TASK REQUIREMENTS
Copy the lines starting at the one that contains "of the construction" and ending at the one that contains "Query: construction site ground", replacing "even-odd rule" with "nonzero winding rule" and changing nothing else.

* * * *

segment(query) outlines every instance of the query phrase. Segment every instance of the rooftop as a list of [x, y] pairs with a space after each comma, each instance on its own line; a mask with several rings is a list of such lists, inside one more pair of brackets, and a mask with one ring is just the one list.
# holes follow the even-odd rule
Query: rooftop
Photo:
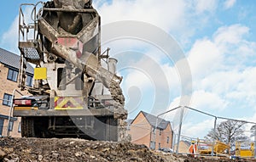
[[[0, 63], [19, 70], [20, 60], [20, 57], [19, 55], [0, 47]], [[34, 69], [30, 64], [26, 64], [26, 72], [34, 73]]]

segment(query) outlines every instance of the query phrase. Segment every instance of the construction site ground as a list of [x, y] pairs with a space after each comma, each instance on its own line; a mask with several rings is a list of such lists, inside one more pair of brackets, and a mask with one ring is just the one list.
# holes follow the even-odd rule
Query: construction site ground
[[[229, 159], [194, 158], [149, 150], [131, 142], [83, 139], [0, 138], [0, 162], [21, 161], [134, 161], [194, 162], [240, 161]], [[255, 161], [255, 160], [242, 160]]]

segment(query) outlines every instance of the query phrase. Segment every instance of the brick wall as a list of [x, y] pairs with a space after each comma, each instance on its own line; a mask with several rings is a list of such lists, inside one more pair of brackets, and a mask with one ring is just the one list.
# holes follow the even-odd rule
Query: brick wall
[[[155, 132], [155, 148], [160, 148], [159, 143], [160, 143], [160, 148], [172, 148], [172, 131], [171, 124], [169, 123], [166, 128], [161, 131], [160, 135], [160, 131], [157, 129]], [[129, 133], [131, 136], [131, 142], [137, 144], [144, 144], [149, 148], [150, 142], [154, 141], [154, 132], [153, 132], [153, 128], [143, 113], [140, 113], [136, 119], [134, 119], [133, 122], [130, 126]], [[169, 141], [167, 142], [168, 137]]]
[[151, 138], [151, 126], [145, 119], [143, 113], [140, 113], [133, 120], [129, 131], [131, 136], [131, 142], [144, 144], [149, 148]]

* * * *

PROBLEM SOLUTION
segment(query) outlines every instance of the query phrase. Segment every instance of the construction site ground as a list of [x, y] pairs with a space after each comma, each instance on its own line; a mask with several rings is a list of such lists, inside one more pair of brackets, and a mask with one ring is just the one list.
# holes follow the nonzero winding rule
Query: construction site ground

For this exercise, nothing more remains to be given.